■ **Region pointing data**:
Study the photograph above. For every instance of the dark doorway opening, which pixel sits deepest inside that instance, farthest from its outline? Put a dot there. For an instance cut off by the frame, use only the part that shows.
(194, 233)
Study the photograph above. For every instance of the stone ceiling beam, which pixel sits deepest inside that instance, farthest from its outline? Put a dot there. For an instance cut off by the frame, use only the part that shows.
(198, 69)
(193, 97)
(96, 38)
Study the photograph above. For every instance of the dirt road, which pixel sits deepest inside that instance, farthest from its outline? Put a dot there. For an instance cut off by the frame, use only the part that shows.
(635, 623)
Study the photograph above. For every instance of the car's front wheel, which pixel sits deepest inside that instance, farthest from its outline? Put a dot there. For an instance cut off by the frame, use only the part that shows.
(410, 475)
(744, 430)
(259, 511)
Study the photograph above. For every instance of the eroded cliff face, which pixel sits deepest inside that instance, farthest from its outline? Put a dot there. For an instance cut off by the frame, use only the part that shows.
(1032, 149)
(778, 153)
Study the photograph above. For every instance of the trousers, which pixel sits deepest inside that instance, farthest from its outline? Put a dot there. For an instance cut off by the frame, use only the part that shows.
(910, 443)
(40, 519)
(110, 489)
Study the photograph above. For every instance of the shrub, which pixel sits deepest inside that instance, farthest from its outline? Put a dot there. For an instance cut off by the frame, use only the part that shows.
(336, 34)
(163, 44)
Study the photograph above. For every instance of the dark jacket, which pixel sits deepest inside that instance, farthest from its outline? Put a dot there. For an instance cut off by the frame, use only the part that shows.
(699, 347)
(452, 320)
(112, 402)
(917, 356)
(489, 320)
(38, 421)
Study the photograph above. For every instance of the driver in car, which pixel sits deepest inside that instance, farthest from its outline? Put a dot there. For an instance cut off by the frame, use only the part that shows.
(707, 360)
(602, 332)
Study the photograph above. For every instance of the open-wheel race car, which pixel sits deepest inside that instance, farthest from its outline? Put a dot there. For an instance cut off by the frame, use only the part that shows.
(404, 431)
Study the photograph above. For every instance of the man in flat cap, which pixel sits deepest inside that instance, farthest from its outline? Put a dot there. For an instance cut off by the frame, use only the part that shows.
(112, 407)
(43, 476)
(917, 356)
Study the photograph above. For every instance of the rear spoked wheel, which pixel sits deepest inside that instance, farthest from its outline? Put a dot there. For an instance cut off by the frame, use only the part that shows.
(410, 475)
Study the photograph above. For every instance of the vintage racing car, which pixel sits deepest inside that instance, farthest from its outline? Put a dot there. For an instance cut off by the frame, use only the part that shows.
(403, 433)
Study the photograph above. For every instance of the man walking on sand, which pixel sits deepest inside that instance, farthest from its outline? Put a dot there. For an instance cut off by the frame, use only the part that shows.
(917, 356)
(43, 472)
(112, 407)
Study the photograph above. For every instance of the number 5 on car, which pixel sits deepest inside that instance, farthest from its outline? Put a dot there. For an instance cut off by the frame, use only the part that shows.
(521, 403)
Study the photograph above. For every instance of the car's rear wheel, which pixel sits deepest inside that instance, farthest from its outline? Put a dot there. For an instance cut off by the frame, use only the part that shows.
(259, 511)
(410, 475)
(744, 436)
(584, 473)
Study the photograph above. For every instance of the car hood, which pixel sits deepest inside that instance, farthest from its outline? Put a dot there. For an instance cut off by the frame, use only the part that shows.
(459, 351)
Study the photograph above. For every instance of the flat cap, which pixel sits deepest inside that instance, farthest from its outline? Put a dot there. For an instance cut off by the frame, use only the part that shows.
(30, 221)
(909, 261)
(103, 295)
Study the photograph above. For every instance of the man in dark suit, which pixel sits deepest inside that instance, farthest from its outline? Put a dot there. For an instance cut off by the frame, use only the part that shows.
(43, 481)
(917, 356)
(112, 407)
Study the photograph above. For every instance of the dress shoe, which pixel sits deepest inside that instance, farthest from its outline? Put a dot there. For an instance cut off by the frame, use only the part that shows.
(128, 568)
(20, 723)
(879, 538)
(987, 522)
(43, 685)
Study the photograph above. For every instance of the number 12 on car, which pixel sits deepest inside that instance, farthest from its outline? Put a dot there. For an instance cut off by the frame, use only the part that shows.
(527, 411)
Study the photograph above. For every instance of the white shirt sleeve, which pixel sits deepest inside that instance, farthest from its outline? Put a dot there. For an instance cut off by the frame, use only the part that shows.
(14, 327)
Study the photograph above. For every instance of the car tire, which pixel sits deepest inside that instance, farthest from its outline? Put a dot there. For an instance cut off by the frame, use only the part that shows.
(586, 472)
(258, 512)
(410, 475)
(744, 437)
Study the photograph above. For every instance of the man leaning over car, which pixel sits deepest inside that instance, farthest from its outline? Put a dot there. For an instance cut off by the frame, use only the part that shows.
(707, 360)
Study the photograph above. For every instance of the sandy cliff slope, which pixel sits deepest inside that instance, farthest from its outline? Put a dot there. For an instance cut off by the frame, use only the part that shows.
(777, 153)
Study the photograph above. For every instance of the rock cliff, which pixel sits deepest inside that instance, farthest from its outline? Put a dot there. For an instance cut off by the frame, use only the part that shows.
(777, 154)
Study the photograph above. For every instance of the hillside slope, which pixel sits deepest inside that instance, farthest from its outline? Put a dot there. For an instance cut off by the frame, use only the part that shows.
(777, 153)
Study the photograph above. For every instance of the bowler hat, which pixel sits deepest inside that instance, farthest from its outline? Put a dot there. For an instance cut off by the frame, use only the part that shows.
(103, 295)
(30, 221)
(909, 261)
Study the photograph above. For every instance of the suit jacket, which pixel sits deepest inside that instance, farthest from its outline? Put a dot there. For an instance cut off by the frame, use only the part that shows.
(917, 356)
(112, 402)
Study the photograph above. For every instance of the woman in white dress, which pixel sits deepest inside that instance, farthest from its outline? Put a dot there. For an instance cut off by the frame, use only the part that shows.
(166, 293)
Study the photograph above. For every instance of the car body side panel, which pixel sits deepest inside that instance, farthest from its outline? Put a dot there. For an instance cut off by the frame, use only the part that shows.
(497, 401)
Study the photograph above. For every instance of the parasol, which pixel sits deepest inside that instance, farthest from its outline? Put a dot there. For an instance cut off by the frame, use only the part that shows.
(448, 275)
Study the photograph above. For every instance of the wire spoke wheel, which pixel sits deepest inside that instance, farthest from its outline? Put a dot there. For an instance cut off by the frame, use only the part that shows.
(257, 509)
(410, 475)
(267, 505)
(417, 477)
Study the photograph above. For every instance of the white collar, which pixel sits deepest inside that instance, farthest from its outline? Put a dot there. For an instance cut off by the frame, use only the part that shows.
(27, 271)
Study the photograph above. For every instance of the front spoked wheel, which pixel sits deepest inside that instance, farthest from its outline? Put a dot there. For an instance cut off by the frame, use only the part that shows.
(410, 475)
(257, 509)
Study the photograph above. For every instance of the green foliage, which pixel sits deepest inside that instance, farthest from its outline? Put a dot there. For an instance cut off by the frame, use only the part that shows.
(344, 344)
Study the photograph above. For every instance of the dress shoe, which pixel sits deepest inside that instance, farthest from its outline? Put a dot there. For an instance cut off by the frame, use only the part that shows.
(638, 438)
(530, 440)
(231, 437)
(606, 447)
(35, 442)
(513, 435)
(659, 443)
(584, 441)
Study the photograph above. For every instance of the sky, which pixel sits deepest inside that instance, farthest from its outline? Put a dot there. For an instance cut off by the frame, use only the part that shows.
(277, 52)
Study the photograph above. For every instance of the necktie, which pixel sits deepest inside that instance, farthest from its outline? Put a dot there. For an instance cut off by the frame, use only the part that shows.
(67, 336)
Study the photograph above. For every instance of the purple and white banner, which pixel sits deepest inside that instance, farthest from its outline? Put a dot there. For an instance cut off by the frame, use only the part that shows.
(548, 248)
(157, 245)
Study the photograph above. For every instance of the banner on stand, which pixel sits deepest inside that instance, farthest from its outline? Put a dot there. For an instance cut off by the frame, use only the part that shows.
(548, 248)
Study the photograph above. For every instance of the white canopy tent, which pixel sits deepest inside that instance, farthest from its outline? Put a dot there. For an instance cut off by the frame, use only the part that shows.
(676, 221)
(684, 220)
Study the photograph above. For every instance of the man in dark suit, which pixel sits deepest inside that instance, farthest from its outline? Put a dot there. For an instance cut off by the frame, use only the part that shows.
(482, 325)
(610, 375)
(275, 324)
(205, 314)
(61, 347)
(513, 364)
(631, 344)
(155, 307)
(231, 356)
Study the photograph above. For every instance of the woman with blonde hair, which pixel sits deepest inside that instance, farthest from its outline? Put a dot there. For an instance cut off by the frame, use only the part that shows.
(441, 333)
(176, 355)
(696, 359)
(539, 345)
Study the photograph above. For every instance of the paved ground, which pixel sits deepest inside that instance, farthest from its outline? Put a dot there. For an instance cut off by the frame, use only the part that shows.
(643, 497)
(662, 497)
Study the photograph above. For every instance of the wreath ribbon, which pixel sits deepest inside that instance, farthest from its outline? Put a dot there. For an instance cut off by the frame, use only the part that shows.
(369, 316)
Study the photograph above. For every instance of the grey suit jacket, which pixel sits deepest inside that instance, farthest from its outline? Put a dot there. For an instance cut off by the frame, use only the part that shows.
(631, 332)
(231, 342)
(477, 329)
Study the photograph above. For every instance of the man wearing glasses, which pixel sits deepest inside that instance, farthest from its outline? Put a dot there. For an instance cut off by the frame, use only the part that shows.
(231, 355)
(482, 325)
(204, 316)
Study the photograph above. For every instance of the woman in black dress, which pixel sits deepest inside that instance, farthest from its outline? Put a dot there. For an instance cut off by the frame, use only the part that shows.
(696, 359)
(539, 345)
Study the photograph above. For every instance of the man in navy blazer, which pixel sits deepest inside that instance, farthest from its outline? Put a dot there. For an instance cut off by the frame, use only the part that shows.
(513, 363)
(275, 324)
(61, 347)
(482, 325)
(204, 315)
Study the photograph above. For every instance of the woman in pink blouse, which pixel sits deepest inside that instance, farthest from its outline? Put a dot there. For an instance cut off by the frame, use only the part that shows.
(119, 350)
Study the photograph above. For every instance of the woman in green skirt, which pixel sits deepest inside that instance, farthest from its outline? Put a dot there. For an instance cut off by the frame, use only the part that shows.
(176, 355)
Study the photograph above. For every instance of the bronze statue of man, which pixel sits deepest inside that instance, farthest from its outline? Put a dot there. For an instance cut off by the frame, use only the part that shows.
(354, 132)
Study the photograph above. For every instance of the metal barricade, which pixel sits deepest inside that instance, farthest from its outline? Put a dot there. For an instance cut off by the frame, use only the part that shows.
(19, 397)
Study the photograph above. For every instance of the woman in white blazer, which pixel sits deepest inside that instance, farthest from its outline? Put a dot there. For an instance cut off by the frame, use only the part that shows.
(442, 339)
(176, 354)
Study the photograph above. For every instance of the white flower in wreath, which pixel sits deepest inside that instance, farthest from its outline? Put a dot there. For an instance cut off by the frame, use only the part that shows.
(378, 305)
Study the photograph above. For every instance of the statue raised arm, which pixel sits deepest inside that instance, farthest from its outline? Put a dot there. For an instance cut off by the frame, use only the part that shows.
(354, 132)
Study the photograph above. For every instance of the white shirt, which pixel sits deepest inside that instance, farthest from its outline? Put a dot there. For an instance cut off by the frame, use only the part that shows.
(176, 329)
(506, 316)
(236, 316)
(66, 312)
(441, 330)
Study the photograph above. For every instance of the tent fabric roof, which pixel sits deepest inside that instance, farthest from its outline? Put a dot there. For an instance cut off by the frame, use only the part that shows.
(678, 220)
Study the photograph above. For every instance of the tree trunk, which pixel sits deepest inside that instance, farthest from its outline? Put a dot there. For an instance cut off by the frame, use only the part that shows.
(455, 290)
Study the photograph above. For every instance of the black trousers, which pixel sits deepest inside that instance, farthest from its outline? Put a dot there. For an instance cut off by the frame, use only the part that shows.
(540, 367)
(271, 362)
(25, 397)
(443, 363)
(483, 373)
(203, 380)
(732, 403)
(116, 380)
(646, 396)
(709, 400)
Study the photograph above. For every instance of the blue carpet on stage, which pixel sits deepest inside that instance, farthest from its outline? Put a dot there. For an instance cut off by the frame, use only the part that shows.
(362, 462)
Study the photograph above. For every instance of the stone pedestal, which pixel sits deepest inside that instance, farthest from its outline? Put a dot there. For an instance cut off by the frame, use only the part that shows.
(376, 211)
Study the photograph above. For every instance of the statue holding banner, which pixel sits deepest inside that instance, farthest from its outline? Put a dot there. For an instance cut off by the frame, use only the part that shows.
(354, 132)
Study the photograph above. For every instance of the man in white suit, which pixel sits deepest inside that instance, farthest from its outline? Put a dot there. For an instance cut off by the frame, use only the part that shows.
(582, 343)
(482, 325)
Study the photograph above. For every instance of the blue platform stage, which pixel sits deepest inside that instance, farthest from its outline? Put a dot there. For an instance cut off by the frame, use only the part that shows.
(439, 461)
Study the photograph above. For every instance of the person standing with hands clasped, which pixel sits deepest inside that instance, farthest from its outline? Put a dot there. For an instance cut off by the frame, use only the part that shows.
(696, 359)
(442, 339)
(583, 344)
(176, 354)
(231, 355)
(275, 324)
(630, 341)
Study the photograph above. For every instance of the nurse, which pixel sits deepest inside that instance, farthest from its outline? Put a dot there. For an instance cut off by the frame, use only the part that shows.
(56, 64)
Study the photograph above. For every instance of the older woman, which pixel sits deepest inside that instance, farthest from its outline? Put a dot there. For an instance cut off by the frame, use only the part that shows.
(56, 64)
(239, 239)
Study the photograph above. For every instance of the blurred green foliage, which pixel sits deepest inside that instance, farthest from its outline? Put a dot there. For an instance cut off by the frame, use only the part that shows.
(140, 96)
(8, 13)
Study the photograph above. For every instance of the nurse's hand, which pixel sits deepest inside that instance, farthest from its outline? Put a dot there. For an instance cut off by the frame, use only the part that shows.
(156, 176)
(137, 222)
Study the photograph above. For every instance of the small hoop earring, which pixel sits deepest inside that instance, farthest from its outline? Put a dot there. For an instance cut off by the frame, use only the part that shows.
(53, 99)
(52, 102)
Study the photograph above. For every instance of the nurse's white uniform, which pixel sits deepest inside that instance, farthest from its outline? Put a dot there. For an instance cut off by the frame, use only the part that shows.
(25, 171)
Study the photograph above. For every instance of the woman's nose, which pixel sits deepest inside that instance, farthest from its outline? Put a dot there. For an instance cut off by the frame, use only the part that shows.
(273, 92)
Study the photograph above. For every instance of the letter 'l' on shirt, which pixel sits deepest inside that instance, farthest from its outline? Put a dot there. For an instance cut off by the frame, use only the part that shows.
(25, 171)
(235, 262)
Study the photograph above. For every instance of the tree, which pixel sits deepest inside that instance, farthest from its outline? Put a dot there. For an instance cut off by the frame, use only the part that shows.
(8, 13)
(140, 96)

■ **WORK INSTRUCTIONS**: The line with "nurse's hand, which" and all lines after it through the end of the data above: write these out exactly and add nothing.

■ **RESULT**:
Study the photograph above. For every instance of the nurse's hand, which pixel sits deepest inside that instance, farthest from its outline? Put a dot there. For an instance cut off by the frame, use only the part that shows.
(156, 176)
(137, 222)
Study the photograph above. For every instance of the small hoop earring, which pixel sits deepest inside that instance, farthest from its outline? Put a dot there. For an instance cut off by the frame, use only the part that shows.
(53, 99)
(52, 102)
Study the photograph above. For every instance of the nurse's white uniform, which pixel sits deepest inside that instance, farthest from its outline? Put a dot there. For an instance cut off by the frame, use only the part that shows.
(25, 171)
Study the photograph above. For every instance of the woman's nose, which pixel sits deepest inside that instance, farthest from its outline? Put a dot there. For an instance cut off by the frame, use only the part that shows.
(273, 92)
Study the photograph above. For every instance of the letter 'l' on shirt, which pixel sits deepest inside that instance, farthest from its outline? Put a dot there. For an instance cut off by the frame, use only the part that shows.
(25, 171)
(235, 262)
Study the photograph above. For every instance of the tree, which pixel sits deepest inside that instance, farthest from its outline? Put a dot there. For an instance cut off by the frame, use only the part that shows.
(8, 13)
(140, 96)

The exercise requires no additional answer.